[BEGIN]
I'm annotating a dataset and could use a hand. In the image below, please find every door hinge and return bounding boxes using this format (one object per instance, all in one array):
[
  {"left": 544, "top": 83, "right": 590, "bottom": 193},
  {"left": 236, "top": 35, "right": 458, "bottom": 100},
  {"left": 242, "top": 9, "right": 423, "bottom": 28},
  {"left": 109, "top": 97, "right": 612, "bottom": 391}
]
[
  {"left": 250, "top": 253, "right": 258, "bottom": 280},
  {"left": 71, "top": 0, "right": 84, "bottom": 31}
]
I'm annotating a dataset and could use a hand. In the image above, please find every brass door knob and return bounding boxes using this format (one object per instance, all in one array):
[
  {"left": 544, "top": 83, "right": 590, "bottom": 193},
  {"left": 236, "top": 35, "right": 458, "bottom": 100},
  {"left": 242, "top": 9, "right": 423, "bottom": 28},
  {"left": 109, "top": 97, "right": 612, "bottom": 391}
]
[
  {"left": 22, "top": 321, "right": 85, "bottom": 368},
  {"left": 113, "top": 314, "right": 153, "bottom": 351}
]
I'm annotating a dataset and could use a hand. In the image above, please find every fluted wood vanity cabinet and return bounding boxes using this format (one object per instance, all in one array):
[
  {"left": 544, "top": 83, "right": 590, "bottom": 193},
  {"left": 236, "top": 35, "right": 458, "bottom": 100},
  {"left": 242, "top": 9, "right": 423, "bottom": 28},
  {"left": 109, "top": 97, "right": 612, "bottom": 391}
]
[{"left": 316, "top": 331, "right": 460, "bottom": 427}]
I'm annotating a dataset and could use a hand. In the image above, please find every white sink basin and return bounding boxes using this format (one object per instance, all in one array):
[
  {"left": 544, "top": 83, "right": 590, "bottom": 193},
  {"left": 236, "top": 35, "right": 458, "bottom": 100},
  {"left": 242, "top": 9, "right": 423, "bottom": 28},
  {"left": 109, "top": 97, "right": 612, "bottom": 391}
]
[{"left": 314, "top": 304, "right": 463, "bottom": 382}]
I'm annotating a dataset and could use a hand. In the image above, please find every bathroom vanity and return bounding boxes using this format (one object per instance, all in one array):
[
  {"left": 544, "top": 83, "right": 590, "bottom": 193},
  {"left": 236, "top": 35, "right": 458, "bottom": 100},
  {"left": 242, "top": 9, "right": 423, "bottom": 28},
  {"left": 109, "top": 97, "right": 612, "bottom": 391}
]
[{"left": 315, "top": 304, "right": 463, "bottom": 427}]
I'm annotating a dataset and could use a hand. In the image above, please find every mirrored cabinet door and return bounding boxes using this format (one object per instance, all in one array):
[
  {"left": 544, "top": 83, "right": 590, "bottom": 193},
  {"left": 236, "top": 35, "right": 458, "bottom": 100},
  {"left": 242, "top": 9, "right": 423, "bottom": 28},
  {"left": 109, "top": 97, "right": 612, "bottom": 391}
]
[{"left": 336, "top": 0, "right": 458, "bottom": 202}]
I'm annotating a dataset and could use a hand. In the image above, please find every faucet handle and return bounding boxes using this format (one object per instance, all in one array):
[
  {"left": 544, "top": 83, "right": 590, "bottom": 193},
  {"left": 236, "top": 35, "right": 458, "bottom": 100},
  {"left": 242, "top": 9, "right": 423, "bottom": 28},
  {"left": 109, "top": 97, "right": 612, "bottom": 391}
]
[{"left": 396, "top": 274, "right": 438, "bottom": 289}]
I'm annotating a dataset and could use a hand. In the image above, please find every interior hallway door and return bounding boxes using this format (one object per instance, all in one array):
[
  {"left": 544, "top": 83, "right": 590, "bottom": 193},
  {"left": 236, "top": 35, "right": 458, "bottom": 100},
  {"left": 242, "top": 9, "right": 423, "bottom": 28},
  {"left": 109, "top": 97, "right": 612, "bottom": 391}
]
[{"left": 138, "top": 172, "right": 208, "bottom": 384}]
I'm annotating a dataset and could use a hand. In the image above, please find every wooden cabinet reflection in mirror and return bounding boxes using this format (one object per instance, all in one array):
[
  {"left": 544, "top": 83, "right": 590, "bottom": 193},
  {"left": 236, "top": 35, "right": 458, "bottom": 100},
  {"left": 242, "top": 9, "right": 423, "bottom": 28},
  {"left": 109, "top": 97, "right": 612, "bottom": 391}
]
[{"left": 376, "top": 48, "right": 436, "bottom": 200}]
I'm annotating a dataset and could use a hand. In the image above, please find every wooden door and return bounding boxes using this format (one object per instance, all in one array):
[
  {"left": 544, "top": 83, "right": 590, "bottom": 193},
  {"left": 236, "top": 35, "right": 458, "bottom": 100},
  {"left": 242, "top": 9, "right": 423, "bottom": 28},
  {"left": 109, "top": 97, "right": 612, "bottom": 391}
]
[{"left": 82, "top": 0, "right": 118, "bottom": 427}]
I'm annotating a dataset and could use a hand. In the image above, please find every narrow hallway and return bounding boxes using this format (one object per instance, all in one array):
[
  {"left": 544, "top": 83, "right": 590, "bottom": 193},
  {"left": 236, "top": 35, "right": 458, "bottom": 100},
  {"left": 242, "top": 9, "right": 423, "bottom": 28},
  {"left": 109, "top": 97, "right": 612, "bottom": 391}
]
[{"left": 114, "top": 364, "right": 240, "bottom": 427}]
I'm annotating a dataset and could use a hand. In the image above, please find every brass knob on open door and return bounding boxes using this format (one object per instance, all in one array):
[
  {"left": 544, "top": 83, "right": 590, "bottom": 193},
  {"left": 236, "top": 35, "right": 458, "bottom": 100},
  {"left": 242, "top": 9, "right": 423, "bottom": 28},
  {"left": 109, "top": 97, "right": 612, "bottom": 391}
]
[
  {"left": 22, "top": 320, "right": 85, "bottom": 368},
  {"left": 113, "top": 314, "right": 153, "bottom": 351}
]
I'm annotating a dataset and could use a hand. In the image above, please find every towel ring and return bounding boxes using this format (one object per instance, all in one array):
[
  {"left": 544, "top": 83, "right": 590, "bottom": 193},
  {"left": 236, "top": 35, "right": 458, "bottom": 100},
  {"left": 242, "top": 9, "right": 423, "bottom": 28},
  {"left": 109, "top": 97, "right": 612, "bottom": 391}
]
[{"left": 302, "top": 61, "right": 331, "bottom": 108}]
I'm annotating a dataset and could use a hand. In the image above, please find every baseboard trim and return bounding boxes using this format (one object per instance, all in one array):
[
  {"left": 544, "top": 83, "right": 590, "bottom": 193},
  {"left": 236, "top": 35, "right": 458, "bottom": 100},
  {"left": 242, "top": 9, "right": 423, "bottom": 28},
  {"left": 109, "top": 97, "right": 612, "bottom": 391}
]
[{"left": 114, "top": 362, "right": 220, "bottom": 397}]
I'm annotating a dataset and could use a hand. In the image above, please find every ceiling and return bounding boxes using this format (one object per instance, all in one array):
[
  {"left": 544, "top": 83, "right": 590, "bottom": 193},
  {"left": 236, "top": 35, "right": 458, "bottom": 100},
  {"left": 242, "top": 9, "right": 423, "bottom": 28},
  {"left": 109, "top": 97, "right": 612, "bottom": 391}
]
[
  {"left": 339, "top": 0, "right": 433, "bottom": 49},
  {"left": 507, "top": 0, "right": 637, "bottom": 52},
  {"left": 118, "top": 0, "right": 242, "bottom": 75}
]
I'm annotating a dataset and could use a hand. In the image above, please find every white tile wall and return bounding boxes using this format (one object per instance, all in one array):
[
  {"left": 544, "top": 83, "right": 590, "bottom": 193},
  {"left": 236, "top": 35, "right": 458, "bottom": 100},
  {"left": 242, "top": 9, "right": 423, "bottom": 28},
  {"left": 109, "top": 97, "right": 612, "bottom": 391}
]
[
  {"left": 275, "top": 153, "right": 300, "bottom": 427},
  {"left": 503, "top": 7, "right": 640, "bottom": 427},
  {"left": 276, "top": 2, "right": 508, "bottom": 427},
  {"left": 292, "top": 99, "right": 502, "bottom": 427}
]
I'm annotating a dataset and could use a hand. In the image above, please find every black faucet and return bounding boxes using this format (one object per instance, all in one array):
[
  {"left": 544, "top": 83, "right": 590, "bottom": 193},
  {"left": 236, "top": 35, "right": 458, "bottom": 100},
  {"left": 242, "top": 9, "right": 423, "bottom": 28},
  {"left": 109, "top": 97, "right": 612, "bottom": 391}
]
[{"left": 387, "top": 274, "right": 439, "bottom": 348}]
[END]
Task – Gather every line in the records above that contains the word "brass" and copy each of those lines in full.

The response –
I'm annotating a dataset and could use a hand. In the image above, please find every brass door knob and return bounding boxes using this format (one object per instance, all in one array):
I'm annotating a dataset and could use a hand. In the image above, please find every brass knob on open door and return bounding boxes using this format (one object per instance, all in one array):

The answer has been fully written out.